**Énoncé**
Extrayez du compte rendu de l'atelier sur les grossesses non désirées le passage compris entre « La cérémonie d’ouverture » et « discussions. », ces deux segments inclus.

**Texte d'étude**
○ ○ ○

COMPTE RENDU
DE L’ATELIER DE RESTITUTION DES
RESULTATS
DE L’ETUDE SUR LE PROFIL PAYS
EN MATIERE DE GROSSESSES NON DESIREES
04 JUIN 2015
Un atelier de restitution des résultats sur le profil pays
par rapport aux grossesses non désirées s’est tenu le 04 juin 2015 au
Terrou-Bi, en présence d’une délégation de députés dirigée par la présidente de
la commission santé de l'assemblée nationale.
La cérémonie d’ouverture a été
présidée par le Directeur Général de la Santé, qui a successivement donné la
parole aux représentants de Pop Council, PPD-ARO (Projet Partenaire en
Population et Développement/ région Afrique) et aux présidentes de l’ASBEF et
de la commission santé de l’assemblée nationale. Puis dans son allocution de
bienvenue, il a rappelé que les grossesses non désirées étaient responsables de
naissances non planifiées, de fausses couches, d’avortements provoqués et
d’infanticides.
Le déroulement de l’atelier a
consisté en une présentation des résultats de la recherche et en la tenue d’un
panel sur le thème des grossesses non désirées, respectivement suivis de
discussions.
I.

○ ○ ○

**Données fournies**

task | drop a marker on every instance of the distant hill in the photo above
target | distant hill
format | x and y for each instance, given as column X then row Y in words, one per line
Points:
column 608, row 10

○ ○ ○

**Corrigé**
La cérémonie d’ouverture a été
présidée par le Directeur Général de la Santé, qui a successivement donné la
parole aux représentants de Pop Council, PPD-ARO (Projet Partenaire en
Population et Développement/ région Afrique) et aux présidentes de l’ASBEF et
de la commission santé de l’assemblée nationale. Puis dans son allocution de
bienvenue, il a rappelé que les grossesses non désirées étaient responsables de
naissances non planifiées, de fausses couches, d’avortements provoqués et
d’infanticides.
Le déroulement de l’atelier a
consisté en une présentation des résultats de la recherche et en la tenue d’un
panel sur le thème des grossesses non désirées, respectivement suivis de
discussions.